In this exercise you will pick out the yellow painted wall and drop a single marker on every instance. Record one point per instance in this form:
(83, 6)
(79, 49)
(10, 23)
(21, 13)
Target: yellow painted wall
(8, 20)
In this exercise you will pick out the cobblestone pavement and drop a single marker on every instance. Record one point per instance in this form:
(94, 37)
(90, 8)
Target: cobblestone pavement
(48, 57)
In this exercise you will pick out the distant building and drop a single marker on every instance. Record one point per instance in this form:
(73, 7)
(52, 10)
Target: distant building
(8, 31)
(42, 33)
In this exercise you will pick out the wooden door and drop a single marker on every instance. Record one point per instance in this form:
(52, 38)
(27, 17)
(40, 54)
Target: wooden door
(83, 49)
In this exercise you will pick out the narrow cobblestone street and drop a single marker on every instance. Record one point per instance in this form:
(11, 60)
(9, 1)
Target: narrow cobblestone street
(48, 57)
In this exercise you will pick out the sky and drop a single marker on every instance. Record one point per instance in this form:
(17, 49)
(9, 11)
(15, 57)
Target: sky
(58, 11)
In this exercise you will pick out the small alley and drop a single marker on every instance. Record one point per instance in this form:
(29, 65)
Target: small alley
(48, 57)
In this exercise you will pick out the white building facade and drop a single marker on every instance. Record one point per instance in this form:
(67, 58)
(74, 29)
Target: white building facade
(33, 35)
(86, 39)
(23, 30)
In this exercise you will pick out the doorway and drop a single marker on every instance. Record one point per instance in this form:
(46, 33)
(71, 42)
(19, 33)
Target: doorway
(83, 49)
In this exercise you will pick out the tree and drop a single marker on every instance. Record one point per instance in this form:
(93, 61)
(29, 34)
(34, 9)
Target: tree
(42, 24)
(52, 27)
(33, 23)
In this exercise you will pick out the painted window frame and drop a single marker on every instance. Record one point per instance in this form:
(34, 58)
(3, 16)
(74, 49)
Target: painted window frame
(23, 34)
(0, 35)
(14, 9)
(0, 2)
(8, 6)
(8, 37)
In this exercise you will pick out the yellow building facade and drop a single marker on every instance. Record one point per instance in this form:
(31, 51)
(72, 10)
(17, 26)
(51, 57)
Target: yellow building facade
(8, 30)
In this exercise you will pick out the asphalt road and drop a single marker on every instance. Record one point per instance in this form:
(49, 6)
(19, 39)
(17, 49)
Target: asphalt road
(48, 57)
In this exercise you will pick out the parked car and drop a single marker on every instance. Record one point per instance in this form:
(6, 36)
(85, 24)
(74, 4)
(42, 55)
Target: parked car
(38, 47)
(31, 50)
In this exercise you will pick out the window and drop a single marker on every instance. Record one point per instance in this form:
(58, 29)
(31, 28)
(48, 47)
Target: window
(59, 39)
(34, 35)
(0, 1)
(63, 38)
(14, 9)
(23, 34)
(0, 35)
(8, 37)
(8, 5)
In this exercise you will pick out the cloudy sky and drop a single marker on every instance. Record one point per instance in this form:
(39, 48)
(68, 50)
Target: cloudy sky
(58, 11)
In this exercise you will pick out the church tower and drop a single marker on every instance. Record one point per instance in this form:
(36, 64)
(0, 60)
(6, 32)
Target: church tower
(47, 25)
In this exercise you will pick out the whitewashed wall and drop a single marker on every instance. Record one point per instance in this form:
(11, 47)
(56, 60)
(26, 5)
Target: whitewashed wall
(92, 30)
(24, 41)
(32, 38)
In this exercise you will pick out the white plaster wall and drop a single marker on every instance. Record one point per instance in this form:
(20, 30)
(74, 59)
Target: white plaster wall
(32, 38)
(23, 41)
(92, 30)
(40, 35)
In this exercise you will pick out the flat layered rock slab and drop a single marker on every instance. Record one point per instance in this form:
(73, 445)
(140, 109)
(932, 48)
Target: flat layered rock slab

---

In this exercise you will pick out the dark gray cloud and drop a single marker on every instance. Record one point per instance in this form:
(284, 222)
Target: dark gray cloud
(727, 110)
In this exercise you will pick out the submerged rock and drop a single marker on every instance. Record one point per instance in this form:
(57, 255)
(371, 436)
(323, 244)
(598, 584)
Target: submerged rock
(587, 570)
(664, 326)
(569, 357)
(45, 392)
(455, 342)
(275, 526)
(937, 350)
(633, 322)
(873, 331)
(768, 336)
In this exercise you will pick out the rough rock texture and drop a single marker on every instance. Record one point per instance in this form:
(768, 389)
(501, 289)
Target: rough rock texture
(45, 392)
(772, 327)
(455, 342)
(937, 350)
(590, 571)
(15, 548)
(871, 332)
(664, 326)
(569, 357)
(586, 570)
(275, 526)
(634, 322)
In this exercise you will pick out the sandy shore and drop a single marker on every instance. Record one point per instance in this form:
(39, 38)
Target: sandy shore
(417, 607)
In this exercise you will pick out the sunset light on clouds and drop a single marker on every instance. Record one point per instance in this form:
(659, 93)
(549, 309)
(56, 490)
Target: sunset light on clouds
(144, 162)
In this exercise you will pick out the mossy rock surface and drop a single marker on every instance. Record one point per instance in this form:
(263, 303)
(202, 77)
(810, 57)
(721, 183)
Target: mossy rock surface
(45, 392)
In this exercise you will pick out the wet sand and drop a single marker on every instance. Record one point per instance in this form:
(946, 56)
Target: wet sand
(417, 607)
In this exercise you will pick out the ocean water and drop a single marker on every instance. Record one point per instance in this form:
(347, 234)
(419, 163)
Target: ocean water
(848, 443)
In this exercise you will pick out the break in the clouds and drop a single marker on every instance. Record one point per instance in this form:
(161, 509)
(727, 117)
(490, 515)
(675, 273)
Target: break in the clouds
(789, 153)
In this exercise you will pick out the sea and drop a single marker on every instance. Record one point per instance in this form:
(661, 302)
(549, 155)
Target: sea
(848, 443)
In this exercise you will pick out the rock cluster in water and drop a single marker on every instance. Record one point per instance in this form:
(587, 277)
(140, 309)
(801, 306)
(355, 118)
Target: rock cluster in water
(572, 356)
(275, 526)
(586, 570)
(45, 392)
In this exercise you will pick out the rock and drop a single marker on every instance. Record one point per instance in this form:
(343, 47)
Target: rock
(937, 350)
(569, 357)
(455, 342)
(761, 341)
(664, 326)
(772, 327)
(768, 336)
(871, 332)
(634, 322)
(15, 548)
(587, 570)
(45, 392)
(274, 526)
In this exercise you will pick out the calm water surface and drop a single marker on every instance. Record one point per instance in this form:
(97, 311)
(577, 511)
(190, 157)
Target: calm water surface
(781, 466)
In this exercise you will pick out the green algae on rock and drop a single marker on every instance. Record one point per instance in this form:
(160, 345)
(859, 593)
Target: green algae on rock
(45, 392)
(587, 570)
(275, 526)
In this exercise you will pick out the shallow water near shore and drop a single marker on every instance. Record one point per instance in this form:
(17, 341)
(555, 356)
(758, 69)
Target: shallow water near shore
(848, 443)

==

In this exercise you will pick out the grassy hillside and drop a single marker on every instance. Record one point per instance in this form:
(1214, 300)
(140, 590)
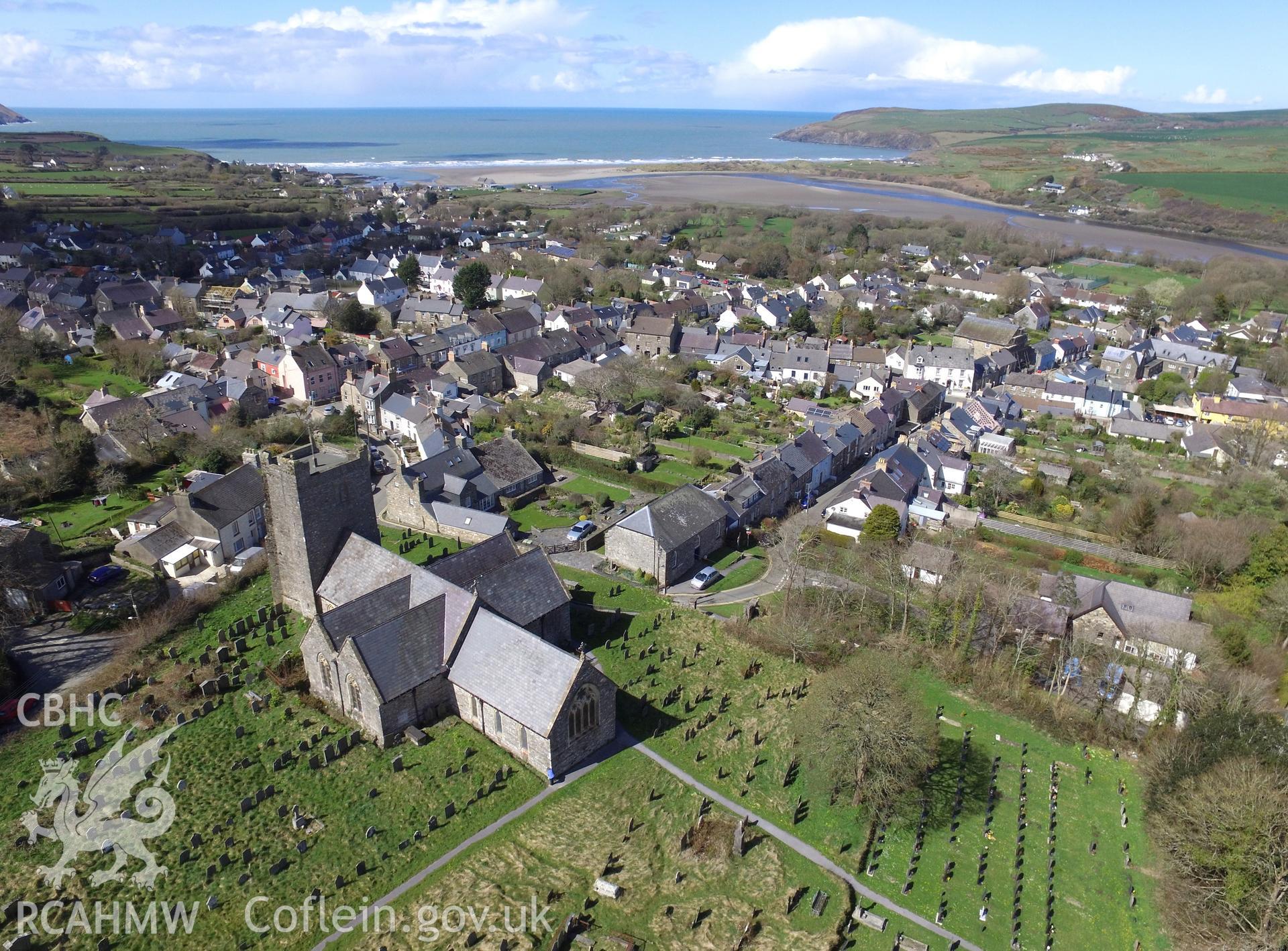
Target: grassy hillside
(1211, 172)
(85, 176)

## EXERCISE TASK:
Count the lines above that contain the word "algae" and give only the number.

## ANSWER TO THE EXERCISE:
2